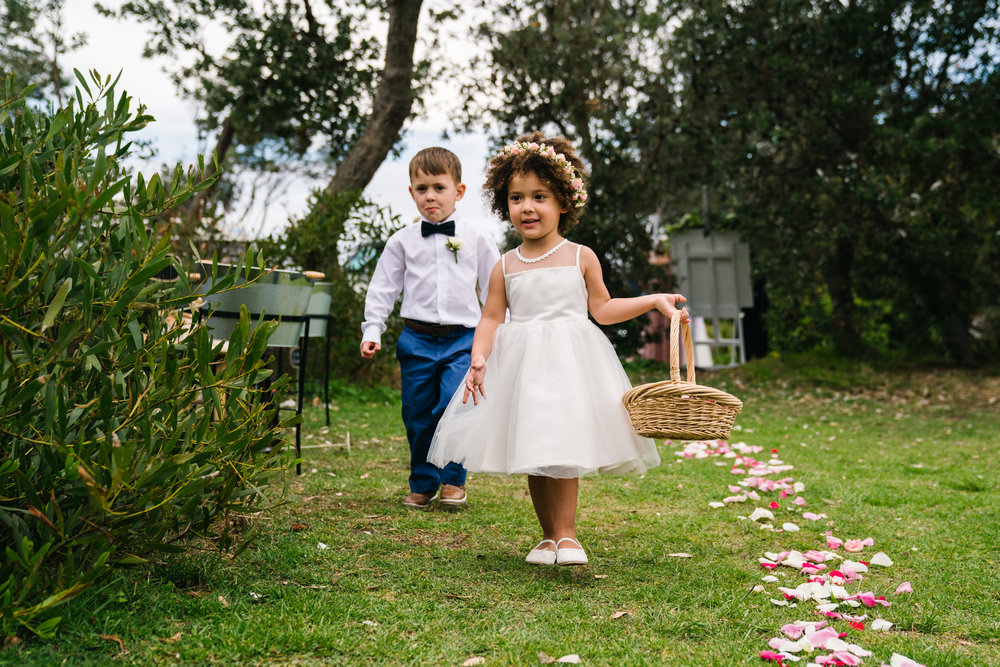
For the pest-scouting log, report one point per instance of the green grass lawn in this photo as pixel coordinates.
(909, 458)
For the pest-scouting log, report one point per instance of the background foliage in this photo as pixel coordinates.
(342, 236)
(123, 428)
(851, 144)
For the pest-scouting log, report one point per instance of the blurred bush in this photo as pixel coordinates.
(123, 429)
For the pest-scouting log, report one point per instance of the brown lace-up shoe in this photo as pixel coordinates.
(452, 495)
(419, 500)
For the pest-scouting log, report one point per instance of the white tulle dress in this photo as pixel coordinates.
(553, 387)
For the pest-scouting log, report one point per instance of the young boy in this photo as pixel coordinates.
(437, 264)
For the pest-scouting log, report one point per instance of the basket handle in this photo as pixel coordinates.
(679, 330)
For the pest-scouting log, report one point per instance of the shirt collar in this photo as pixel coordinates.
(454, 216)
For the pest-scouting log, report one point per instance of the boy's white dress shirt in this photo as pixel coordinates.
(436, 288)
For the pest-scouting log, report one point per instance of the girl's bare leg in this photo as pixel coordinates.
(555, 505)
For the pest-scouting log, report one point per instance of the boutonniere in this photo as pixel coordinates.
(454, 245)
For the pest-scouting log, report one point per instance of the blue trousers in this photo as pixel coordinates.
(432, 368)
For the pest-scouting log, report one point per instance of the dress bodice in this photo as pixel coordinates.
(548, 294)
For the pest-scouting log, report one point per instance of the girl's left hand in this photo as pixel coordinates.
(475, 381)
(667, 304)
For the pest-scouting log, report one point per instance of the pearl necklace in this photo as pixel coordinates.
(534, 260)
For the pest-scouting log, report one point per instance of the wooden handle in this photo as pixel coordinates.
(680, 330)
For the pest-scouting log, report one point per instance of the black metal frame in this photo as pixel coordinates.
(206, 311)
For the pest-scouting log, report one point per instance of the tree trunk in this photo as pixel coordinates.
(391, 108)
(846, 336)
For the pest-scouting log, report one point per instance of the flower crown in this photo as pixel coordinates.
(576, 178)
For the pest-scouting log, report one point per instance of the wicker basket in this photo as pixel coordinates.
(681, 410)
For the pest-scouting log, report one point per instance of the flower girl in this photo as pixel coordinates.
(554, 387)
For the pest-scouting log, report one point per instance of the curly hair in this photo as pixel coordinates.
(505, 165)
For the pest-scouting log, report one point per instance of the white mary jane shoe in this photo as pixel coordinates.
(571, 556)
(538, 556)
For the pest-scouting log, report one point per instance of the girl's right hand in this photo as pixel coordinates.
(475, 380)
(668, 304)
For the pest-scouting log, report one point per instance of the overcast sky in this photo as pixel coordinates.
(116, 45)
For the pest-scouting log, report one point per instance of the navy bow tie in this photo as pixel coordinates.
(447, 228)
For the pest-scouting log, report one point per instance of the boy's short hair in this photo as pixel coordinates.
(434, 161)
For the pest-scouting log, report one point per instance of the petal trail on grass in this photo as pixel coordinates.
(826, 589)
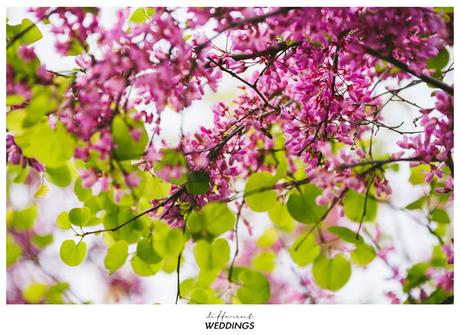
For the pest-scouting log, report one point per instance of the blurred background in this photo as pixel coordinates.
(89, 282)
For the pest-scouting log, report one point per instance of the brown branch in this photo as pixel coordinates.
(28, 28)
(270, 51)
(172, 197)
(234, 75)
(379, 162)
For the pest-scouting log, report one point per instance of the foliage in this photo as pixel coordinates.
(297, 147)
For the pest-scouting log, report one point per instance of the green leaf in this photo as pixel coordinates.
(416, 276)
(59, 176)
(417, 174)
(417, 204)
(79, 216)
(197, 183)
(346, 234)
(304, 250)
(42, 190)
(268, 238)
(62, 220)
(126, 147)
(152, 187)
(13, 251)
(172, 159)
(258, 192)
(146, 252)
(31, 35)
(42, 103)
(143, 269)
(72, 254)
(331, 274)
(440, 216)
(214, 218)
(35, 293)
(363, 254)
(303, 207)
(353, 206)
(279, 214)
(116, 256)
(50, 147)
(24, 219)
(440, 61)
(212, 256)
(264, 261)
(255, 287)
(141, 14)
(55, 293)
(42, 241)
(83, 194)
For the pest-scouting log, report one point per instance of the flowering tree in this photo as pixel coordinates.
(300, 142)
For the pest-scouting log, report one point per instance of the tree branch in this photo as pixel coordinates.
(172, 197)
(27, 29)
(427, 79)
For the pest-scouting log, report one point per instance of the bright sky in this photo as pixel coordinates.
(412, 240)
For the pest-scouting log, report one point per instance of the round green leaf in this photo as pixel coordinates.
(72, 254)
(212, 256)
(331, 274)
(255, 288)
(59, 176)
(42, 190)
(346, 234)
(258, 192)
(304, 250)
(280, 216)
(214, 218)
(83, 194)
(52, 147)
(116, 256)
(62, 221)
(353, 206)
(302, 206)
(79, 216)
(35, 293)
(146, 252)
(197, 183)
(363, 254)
==
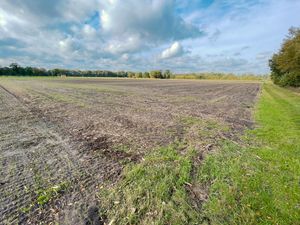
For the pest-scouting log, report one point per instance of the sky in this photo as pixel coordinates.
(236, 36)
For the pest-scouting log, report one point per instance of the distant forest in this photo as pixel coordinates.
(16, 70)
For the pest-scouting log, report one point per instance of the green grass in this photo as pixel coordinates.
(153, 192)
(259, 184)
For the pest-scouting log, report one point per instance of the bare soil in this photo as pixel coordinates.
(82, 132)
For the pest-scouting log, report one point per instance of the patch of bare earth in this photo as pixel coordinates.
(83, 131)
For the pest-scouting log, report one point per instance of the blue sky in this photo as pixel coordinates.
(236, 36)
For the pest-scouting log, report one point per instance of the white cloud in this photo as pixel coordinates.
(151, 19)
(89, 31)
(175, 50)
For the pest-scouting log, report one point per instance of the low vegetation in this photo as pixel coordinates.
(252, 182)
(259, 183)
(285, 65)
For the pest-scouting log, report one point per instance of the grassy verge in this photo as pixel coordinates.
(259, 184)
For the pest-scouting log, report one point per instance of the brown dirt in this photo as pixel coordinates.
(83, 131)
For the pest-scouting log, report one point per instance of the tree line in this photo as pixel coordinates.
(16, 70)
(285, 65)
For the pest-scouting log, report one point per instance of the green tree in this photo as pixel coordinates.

[REQUIRED WORK] Repeat the listing lines that begin at the line containing "vegetation in this photo as pixel coordinates." and stop after the line containing "green tree in this photo as pixel coordinates.", changing "pest-scouting log" to "crop-survey log" throughout and leaving everything else as it is.

[COMPLETE ANSWER]
For the crop-survey log, report one point per instance of the low vegetation in this photo as pixel coordinates.
(252, 182)
(259, 183)
(285, 65)
For the crop-survey log, report one point per instance of the grassy verge in this photo as pixel coordinates.
(259, 184)
For the crop-survey log, report one point per instance of the brown dirt in this photo as pixel coordinates.
(83, 131)
For the crop-survey log, report one point per instance of the tree line in this photo as pixel coordinates.
(16, 70)
(285, 65)
For the crop-survey log, report one point per instance of the green tree in this photo as pixel coordinates.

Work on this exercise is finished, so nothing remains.